ECLI:NL:RVS:2022:2971

Raad van State

Datum uitspraak
14 oktober 2022
Publicatiedatum
14 oktober 2022
Zaaknummer
202006649/1/V2
Instantie
Raad van State
Type
Uitspraak
Procedures
  • Hoger beroep
Rechters
Vindplaatsen
  • Rechtspraak.nl
AI samenvatting door LexboostAutomatisch gegenereerd

Hoger beroep tegen niet-ontvankelijk verklaring van asielaanvraag door staatssecretaris van Justitie en Veiligheid

Op 12 oktober 2020 heeft de staatssecretaris van Justitie en Veiligheid een aanvraag van een vreemdeling om een verblijfsvergunning asiel voor bepaalde tijd te verlenen, niet-ontvankelijk verklaard. De vreemdeling heeft hiertegen beroep aangetekend bij de rechtbank Den Haag, zittingsplaats Arnhem. Op 8 december 2020 heeft de rechtbank het beroep ongegrond verklaard. De vreemdeling, vertegenwoordigd door mr. W. Boelens, heeft vervolgens hoger beroep ingesteld tegen deze uitspraak.

De Afdeling bestuursrechtspraak van de Raad van State heeft in haar uitspraak van 14 oktober 2022 het hoger beroep gegrond verklaard. De rechtbank heeft de rechtsvraag over de beoordeling van opvolgende asielaanvragen, die voortzetten op eerder ongeloofwaardig geachte verklaringen, behandeld. De Afdeling heeft geoordeeld dat de grieven van de vreemdeling slagen, wat leidt tot de vernietiging van de uitspraak van de rechtbank en het besluit van de staatssecretaris.

De Raad van State heeft bepaald dat de staatssecretaris opnieuw een besluit op de aanvraag moet nemen, rekening houdend met de actuele feiten en omstandigheden. Tevens is de staatssecretaris veroordeeld tot vergoeding van de proceskosten van de vreemdeling, die in totaal € 2.277,00 bedragen, geheel toe te rekenen aan beroepsmatige rechtsbijstand.

Uitspraak

202006649/1/V2.
Datum uitspraak: 14 oktober 2022
AFDELING
BESTUURSRECHTSPRAAK
Uitspraak met toepassing van artikel 8:54, eerste lid, van de Algemene wet bestuursrecht op het hoger beroep van:
[de vreemdeling],
appellant,
tegen de uitspraak van de rechtbank Den Haag, zittingsplaats Arnhem, van 8 december 2020 in zaak nr. NL20.18372 in het geding tussen:
de vreemdeling
en
de staatssecretaris van Justitie en Veiligheid.
Procesverloop
Bij besluit van 12 oktober 2020 heeft de staatssecretaris een aanvraag van de vreemdeling om hem een verblijfsvergunning asiel voor bepaalde tijd te verlenen, niet-ontvankelijk verklaard.
Bij uitspraak van 8 december 2020 heeft de rechtbank het daartegen door de vreemdeling ingestelde beroep ongegrond verklaard.
Tegen deze uitspraak heeft de vreemdeling, vertegenwoordigd door mr. W. Boelens, advocaat te Utrecht, hoger beroep ingesteld.

**Opdrachten**
1. Op welke datum heeft de rechtbank volgens de uitspraak het beroep van de vreemdeling ongegrond verklaard?
2. Schrijf het gedeelte van de uitspraak over dat begint met de woorden "Hoger beroep tegen" en eindigt met "tegen deze uitspraak.", en vervang daarin "staatssecretaris" door "minister".
De rijen spelen hierbij geen rol.

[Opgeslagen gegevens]

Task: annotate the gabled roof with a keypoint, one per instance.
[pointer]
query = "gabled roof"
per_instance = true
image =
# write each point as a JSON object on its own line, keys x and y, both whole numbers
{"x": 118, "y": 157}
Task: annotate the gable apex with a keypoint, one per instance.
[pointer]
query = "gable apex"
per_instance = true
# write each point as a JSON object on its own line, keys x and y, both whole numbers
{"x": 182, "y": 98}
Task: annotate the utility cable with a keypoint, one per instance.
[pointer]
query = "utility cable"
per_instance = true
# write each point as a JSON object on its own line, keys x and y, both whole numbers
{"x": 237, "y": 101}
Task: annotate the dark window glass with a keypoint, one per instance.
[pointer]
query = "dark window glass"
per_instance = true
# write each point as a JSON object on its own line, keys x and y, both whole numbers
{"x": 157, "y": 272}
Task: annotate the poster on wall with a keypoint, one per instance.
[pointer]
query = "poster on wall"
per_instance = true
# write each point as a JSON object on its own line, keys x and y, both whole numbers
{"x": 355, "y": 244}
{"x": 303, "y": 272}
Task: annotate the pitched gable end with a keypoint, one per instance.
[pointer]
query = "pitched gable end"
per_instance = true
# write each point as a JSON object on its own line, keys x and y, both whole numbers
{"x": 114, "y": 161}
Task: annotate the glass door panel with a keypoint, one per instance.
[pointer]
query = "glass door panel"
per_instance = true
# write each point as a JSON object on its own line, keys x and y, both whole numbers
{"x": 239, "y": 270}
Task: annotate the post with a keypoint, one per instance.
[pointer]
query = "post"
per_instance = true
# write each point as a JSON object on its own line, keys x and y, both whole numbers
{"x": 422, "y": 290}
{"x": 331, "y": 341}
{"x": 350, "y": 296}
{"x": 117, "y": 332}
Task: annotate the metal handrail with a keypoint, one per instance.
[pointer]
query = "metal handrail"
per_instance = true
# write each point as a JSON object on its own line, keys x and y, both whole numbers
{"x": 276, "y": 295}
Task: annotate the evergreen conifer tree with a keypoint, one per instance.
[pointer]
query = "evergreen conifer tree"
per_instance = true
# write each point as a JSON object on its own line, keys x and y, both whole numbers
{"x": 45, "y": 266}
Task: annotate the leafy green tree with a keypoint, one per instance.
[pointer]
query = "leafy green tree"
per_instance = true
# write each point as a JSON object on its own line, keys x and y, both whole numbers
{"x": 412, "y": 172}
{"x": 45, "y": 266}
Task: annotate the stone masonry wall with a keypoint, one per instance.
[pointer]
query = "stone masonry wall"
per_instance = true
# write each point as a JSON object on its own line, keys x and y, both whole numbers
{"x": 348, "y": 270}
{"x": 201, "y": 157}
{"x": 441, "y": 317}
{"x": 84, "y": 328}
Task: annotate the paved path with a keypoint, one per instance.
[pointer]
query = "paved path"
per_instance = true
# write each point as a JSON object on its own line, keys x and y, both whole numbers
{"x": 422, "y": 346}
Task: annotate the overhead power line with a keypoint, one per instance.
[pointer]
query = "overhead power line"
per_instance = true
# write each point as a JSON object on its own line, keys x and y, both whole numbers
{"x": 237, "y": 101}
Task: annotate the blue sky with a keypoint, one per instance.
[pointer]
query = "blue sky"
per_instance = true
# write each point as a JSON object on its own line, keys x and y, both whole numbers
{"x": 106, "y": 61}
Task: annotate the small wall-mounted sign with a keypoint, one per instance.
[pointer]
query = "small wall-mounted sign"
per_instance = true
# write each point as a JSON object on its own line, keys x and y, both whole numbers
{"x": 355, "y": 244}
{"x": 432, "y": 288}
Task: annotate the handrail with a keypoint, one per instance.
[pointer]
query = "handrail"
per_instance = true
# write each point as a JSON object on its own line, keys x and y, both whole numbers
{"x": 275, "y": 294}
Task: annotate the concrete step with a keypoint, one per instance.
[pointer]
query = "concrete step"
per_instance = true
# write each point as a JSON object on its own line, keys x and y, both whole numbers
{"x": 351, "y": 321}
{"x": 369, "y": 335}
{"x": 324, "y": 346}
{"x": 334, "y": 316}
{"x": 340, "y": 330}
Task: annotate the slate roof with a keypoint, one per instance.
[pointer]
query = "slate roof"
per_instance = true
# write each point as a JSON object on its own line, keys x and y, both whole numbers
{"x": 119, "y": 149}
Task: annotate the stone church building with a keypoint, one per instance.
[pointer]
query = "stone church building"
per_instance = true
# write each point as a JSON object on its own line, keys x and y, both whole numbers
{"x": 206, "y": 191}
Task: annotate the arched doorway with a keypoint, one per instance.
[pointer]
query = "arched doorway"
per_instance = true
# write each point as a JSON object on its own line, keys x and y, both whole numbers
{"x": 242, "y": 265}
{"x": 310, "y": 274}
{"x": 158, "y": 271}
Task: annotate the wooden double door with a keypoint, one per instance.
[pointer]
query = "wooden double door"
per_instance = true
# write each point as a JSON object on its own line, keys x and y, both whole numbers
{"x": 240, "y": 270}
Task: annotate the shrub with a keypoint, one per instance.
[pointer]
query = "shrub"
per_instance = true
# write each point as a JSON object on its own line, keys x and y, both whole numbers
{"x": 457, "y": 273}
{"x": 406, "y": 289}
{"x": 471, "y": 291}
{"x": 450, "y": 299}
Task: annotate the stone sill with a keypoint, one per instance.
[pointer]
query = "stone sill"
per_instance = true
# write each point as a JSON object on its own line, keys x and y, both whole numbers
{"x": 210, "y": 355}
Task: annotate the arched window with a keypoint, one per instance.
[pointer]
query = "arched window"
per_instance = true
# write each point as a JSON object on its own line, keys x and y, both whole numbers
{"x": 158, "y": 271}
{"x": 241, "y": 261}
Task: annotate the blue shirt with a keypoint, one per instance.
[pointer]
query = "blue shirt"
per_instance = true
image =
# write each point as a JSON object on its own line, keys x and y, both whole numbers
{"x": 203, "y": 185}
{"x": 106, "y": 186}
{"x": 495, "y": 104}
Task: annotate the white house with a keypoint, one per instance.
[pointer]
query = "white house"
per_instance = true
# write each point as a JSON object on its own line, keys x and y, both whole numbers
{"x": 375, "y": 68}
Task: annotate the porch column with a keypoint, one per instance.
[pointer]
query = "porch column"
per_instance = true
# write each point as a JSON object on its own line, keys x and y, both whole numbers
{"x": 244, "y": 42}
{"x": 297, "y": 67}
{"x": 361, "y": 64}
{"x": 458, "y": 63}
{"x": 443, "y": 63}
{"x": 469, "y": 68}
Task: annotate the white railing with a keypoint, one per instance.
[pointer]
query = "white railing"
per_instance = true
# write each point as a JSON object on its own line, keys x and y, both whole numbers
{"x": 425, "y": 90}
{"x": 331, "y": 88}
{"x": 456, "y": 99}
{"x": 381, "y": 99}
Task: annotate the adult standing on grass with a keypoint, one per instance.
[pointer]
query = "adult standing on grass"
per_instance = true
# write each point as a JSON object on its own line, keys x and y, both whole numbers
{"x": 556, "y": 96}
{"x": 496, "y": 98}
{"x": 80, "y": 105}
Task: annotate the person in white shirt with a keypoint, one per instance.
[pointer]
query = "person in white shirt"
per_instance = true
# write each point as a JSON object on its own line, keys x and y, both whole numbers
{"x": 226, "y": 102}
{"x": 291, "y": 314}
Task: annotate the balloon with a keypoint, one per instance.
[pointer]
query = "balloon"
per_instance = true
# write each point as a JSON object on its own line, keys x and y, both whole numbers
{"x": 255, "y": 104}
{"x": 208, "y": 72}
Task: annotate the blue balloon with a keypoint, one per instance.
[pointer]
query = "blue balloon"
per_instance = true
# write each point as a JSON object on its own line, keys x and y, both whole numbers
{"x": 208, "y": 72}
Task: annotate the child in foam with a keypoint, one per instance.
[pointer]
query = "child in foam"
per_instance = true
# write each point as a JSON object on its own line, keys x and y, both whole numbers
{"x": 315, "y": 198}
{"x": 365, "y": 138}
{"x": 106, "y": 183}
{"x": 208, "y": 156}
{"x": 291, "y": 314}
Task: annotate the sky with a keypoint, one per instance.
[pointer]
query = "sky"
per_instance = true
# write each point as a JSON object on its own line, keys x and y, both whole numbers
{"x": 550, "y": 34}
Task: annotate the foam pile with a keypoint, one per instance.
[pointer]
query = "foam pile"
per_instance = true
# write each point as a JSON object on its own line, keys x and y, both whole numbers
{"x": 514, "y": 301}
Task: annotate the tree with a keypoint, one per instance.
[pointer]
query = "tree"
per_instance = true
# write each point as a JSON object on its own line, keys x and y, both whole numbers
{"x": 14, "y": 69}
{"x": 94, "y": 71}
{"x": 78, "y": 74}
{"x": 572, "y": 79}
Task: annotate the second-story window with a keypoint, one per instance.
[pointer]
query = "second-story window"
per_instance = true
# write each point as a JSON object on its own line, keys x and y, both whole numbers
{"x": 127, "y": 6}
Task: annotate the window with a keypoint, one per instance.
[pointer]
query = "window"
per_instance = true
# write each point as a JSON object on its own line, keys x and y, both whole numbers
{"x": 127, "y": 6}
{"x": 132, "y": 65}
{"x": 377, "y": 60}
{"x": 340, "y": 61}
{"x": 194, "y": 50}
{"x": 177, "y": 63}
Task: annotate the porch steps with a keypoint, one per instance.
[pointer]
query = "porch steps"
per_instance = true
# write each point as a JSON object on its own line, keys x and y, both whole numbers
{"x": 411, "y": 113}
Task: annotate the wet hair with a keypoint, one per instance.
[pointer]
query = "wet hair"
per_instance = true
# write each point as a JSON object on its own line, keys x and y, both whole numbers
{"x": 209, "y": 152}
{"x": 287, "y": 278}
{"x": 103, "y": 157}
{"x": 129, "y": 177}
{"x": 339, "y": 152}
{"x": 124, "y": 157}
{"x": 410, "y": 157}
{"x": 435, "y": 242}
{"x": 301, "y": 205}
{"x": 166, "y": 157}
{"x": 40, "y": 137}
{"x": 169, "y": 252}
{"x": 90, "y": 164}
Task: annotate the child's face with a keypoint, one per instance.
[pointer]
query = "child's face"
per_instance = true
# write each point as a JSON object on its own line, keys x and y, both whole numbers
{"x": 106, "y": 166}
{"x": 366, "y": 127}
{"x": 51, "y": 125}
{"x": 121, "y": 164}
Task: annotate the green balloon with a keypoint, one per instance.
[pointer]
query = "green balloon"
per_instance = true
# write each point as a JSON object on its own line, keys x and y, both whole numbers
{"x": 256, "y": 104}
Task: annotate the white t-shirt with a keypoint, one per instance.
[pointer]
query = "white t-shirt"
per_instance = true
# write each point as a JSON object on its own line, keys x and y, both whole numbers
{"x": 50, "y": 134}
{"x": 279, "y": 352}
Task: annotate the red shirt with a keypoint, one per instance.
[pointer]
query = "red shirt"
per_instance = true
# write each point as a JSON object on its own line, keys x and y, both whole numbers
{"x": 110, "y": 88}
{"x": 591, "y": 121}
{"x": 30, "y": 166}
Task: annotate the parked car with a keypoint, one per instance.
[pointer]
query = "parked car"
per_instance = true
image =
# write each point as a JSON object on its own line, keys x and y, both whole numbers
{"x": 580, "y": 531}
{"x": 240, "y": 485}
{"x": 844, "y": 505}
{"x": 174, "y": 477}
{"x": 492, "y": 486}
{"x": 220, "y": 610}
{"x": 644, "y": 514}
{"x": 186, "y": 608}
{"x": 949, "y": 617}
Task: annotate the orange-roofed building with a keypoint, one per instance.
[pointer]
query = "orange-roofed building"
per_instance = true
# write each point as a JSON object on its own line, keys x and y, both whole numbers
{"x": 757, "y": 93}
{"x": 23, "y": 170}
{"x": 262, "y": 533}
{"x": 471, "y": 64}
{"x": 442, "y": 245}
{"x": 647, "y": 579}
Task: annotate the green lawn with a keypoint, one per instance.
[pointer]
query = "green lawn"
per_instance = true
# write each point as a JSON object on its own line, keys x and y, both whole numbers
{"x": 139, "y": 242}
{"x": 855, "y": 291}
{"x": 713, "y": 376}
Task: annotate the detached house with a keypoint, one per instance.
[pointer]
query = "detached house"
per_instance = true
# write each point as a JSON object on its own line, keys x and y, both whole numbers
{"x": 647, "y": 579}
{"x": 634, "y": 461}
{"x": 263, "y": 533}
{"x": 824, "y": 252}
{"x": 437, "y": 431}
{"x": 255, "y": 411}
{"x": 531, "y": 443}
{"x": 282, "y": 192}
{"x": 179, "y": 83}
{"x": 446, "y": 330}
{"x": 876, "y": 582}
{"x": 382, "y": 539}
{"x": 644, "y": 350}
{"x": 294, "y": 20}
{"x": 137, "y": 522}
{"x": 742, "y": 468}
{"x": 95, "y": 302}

**Antwoorden**
1. Op 8 december 2020.

2.
Hoger beroep tegen niet-ontvankelijk verklaring van asielaanvraag door minister van Justitie en Veiligheid

Op 12 oktober 2020 heeft de minister van Justitie en Veiligheid een aanvraag van een vreemdeling om een verblijfsvergunning asiel voor bepaalde tijd te verlenen, niet-ontvankelijk verklaard. De vreemdeling heeft hiertegen beroep aangetekend bij de rechtbank Den Haag, zittingsplaats Arnhem. Op 8 december 2020 heeft de rechtbank het beroep ongegrond verklaard. De vreemdeling, vertegenwoordigd door mr. W. Boelens, heeft vervolgens hoger beroep ingesteld tegen deze uitspraak.